* PROVIDED PASSAGE:
Switzerland to hold referendum to strip government of power to impose lockdowns

Switzerland to hold referendum to strip government of power to impose lockdowns

Taking advantage of a unique provision in their constitution, campaigners in Switzerland have garnered sufficient signatures to force a national referendum aimed at stripping the government of its powers to impose pandemic-related lockdown measures.

The group Friends of the Constitution solicited 86,000 signatures requiring a nation-wide vote on whether to repeal the government’s 2020 COVID-19 Act, which was passed in September.

Switzerland’s constitution provides a recourse to direct democracy whereby citizens may trigger a referendum to overturn laws introduced by parliament if they are able to collect 50,000 signatures in 100 days. Having well surpassed this requirement, the vote is expected in June.

Last week, the Swiss government announced tightened restrictions with a stated purpose of mitigating the spread of new COVID-19 variants which were first claimed to be discovered in Britain.

They closed shops which sell “non-essential” supplies, limited private gatherings to five people, and ordered companies to instruct employees to work from home where possible, or require staff to wear masks. They also extended the closure of restaurants, along with cultural and sports sites to the end of February.

Christoph Pfluger, a board member at Friends of the Constitution, said the group believed the government was “taking advantage of the pandemic to introduce more control and less democracy.”

The group also stated that the COVID-19 Act is “disproportionate” and “demonstrably ineffective,” while others expressed that it gives the government too much power to enforce a “compulsory system with poorly tested vaccines.”

Pfluger said “The success of the referendum would be a call on the authorities to exercise the utmost caution in the vaccination campaign and even impose a moratorium on it.”

This debate in Switzerland comes in the wake of several studies confirming the disproportionate damage done to individual lives and society as a whole by the implementation of lockdowns.

Newsweek magazine recently covered a peer reviewed Stanford University study which concluded that they could “find no clear, significant beneficial effect” of lockdowns “on case growth in any country.” Indeed, the study asserted that draconian lockdowns may in fact increase infection rates.

Three professors came to this same conclusion last fall when they wrote, “If lockdowns really altered the course of this pandemic, then coronavirus case counts should have clearly dropped whenever and wherever lockdowns took place. The effect should have been obvious … To judge from the evidence, the answer is clear: Mandated lockdowns had little effect on the spread of the coronavirus.”

Another report released in November affirms the immeasurable damage inflicted by lockdowns in the areas of mental health, the economy, unemployment, crime and education. These include a doubling in suicidal thoughts overall with a whopping one-in-four young adults ages 18-24 reporting suicidal ideation in late June. At that time, 40 percent of American adults said they were struggling with mental health. Anxiety symptoms had tripled, and depression symptoms had quadrupled compared with 2019 rates.

Mental health-related emergency room visits shot up by 24 percent for children ages 5-11, and by 31 percent for children ages 12-17, compared with 2019.

Thirty-nine percent of those in the low-income bracket, living with a household income of $40,000 and less, reported a job loss.

There was a 53 percent increase in homicides from June through August, with spikes in domestic abuse including, for example, a 25 percent increase in calls to one U.K. domestic abuse charity.

A July study published by the Heritage Foundation found that draconian lockdowns of the type adopted in many American states are less effective at combating COVID-19 than strategies more narrowly targeted at those most in danger.

* DATA BELOW:
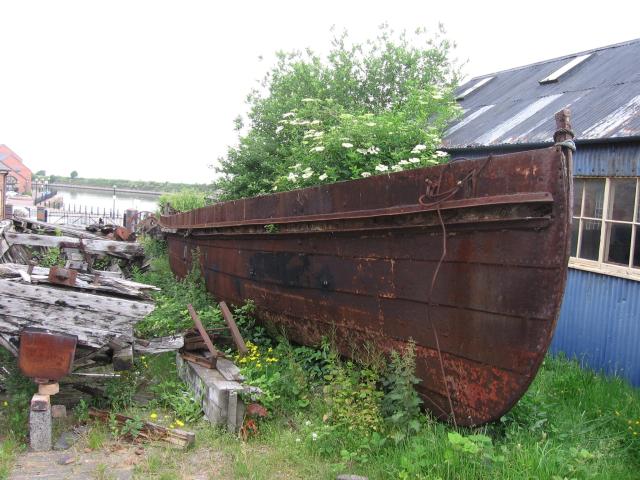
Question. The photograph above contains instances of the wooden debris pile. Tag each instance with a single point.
(84, 294)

* WORK ORDER 1: Can you rewrite the lockdown article from "Three professors came" to "with 2019 rates.", with "November" changed to "December"?
* WORK ORDER 2: In the lockdown article, which areas does the report released in November say were damaged by lockdowns?
Rely on the lockdown article alone, not on the data.

* ANSWER SPACE 1:
Three professors came to this same conclusion last fall when they wrote, “If lockdowns really altered the course of this pandemic, then coronavirus case counts should have clearly dropped whenever and wherever lockdowns took place. The effect should have been obvious … To judge from the evidence, the answer is clear: Mandated lockdowns had little effect on the spread of the coronavirus.”

Another report released in December affirms the immeasurable damage inflicted by lockdowns in the areas of mental health, the economy, unemployment, crime and education. These include a doubling in suicidal thoughts overall with a whopping one-in-four young adults ages 18-24 reporting suicidal ideation in late June. At that time, 40 percent of American adults said they were struggling with mental health. Anxiety symptoms had tripled, and depression symptoms had quadrupled compared with 2019 rates.

* ANSWER SPACE 2: Mental health, the economy, unemployment, crime, and education.